▶ **Aim**
Copy the lines below verbatim, from the line with "In the photo above, where can the light" to the line with "point(244, 103)", both included.

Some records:
= = = =

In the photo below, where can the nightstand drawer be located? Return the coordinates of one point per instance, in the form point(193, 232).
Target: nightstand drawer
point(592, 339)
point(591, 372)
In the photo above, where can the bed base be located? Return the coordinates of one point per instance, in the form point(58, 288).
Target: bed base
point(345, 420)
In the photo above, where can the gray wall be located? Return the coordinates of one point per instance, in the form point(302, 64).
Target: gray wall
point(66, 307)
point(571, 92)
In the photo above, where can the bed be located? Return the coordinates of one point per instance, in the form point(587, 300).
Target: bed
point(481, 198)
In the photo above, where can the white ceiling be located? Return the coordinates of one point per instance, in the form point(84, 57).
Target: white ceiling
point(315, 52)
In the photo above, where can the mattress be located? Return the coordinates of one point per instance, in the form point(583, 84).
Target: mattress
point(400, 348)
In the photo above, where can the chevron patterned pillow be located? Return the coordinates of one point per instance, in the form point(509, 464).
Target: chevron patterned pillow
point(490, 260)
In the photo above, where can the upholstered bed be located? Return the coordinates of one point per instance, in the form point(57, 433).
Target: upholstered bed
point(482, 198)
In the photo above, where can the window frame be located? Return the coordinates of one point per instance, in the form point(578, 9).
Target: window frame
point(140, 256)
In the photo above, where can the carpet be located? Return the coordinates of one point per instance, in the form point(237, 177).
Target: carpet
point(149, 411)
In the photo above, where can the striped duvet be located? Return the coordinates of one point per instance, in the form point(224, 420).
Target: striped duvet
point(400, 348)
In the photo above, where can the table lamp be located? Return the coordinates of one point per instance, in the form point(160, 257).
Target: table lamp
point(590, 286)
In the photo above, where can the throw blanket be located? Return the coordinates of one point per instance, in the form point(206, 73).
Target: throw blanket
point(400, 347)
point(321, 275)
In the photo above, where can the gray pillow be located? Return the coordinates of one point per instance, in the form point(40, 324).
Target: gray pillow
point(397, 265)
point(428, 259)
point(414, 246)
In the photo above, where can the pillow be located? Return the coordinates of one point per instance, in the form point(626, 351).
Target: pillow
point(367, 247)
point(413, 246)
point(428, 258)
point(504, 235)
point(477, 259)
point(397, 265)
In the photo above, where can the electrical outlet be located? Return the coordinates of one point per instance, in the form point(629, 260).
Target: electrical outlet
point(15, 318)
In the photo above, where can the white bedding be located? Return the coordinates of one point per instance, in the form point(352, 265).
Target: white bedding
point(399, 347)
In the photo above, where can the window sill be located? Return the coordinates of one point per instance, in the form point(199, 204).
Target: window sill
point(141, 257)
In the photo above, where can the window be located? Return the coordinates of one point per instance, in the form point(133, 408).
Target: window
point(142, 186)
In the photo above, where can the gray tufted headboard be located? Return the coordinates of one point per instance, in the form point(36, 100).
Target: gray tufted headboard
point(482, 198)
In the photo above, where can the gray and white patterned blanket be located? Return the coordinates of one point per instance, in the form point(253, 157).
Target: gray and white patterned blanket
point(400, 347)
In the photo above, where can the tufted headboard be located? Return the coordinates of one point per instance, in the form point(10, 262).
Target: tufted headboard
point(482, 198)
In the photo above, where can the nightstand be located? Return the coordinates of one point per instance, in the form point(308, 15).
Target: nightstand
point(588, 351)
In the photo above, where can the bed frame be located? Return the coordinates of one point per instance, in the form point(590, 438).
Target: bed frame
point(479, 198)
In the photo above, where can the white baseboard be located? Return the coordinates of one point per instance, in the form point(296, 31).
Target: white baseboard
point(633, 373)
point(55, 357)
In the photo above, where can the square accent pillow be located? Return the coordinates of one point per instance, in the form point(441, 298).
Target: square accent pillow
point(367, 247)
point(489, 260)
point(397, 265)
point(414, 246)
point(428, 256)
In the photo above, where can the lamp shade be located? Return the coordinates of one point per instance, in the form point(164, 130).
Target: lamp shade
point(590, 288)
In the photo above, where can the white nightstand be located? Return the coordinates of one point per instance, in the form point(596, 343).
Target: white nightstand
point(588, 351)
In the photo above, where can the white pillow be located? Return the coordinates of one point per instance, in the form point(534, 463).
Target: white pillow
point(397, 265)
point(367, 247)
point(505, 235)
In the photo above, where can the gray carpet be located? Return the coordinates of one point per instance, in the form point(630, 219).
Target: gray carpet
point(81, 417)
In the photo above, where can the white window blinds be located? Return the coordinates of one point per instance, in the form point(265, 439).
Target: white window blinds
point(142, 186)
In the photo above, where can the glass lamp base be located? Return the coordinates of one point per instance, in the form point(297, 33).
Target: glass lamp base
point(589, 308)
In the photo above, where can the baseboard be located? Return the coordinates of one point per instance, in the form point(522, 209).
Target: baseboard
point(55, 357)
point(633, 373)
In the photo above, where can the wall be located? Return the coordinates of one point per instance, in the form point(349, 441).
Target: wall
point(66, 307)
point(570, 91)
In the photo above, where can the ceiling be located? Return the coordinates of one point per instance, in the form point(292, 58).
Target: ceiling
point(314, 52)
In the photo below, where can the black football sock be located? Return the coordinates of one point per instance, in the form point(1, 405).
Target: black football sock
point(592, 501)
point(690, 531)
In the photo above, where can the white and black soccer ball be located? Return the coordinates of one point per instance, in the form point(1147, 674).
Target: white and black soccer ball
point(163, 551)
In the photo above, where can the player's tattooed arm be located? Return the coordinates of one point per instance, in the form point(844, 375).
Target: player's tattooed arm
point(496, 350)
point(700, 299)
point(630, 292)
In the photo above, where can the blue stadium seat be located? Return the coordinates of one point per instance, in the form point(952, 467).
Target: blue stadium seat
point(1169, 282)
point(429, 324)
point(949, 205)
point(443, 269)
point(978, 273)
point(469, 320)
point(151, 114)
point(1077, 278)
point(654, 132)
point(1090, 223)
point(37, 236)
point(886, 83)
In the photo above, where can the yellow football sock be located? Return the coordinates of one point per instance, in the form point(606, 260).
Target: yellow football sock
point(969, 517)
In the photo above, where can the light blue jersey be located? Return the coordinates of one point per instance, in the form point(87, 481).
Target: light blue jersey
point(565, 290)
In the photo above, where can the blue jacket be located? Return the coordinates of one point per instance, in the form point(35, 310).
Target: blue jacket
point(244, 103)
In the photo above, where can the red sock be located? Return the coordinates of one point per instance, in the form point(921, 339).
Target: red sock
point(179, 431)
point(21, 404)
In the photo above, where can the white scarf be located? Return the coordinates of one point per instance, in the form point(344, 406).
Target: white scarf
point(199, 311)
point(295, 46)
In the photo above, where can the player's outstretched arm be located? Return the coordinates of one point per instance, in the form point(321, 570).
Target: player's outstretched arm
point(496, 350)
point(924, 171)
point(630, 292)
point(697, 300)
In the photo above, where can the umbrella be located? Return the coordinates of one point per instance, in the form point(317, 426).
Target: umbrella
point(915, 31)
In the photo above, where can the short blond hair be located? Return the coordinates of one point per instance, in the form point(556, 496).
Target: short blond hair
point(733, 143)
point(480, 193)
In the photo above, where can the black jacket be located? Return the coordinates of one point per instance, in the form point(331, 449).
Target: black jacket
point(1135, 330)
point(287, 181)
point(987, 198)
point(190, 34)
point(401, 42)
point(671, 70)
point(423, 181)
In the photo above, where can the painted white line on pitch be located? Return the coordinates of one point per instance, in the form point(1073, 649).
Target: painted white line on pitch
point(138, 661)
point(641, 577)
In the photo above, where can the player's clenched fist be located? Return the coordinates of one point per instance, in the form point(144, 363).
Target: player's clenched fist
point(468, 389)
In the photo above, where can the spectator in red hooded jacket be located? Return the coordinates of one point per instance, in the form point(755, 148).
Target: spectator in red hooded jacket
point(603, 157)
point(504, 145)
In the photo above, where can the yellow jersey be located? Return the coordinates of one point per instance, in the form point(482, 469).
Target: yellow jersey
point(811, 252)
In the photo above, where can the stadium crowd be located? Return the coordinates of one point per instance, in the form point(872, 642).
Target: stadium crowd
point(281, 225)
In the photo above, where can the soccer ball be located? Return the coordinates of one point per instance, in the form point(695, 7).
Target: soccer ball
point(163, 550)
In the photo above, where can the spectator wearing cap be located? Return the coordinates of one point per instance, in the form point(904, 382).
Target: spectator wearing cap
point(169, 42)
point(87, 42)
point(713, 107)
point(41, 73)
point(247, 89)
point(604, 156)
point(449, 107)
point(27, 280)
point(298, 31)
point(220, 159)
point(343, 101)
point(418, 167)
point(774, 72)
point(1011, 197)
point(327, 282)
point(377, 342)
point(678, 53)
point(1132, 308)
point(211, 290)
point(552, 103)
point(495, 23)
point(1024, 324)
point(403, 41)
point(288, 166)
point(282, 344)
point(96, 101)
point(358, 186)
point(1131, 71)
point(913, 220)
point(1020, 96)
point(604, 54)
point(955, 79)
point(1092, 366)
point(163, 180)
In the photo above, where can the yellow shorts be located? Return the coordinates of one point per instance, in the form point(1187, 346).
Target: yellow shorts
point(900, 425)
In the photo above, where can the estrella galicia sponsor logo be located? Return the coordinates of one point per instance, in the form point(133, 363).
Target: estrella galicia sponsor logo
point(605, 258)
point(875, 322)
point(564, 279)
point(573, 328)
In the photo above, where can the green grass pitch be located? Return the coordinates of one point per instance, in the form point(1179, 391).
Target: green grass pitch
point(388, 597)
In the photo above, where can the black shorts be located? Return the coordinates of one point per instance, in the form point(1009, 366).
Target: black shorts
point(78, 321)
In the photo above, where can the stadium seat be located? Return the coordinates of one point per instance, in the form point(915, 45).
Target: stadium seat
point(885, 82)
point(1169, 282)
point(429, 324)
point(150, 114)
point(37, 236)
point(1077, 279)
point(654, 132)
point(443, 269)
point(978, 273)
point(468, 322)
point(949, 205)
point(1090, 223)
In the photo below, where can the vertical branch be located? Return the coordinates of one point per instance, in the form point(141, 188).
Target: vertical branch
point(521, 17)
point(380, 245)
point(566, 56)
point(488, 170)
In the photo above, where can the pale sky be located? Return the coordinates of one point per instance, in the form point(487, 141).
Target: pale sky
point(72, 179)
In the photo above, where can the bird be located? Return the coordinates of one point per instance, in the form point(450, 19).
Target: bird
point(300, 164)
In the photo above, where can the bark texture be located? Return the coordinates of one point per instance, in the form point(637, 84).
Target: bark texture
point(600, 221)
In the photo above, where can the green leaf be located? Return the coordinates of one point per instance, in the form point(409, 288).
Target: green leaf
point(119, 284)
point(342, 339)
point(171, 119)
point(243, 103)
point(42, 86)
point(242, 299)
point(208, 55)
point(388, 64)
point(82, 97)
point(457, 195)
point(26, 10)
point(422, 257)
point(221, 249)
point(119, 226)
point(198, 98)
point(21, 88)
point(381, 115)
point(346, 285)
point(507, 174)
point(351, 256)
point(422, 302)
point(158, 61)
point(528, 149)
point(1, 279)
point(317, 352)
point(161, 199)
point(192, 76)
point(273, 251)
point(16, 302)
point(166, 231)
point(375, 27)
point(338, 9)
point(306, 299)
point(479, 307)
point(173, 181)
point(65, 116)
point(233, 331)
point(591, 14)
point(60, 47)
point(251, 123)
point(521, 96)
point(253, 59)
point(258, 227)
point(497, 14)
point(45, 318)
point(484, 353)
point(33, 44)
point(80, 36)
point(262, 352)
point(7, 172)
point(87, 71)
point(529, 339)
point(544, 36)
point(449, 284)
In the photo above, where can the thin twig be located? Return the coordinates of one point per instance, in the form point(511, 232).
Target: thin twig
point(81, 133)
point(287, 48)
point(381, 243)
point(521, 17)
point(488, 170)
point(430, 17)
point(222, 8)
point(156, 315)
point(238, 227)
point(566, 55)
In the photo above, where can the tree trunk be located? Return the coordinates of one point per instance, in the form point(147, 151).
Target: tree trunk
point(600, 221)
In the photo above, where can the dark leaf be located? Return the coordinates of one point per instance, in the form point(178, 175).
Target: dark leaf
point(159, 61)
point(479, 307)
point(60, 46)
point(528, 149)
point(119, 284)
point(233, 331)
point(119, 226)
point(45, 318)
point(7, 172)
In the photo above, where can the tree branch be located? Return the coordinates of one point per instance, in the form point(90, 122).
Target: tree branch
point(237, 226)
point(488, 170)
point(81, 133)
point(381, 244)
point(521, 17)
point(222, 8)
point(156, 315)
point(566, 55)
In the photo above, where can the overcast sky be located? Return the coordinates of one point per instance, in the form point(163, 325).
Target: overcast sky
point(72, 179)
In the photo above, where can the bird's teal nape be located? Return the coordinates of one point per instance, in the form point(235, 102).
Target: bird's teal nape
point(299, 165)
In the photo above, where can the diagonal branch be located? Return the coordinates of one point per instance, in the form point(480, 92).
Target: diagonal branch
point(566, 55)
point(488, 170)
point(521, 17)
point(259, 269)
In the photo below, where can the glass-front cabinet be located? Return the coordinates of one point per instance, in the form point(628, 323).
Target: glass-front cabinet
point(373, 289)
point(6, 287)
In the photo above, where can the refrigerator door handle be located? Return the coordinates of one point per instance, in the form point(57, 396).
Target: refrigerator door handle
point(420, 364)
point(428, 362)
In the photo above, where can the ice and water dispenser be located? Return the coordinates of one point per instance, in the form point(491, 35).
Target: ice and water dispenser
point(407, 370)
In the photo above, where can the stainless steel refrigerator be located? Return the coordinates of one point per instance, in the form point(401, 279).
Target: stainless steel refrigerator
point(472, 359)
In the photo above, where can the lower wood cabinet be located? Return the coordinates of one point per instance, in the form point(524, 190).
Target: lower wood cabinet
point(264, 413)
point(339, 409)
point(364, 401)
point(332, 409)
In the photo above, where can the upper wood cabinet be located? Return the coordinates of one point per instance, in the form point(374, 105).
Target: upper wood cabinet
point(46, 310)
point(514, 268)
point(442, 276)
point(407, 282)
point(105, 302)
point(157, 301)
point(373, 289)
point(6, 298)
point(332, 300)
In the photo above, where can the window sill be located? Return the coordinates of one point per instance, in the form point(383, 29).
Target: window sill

= = = =

▶ **Expected answer**
In the photo above, where can the light blue jersey be located? Return the coordinates of one point per instance, in the form point(87, 481).
Target: light blue jersey
point(565, 290)
In the photo above, where can the blue jacket be located? Return the coordinates of one point per instance, in the form point(35, 310).
Target: blue jacket
point(244, 103)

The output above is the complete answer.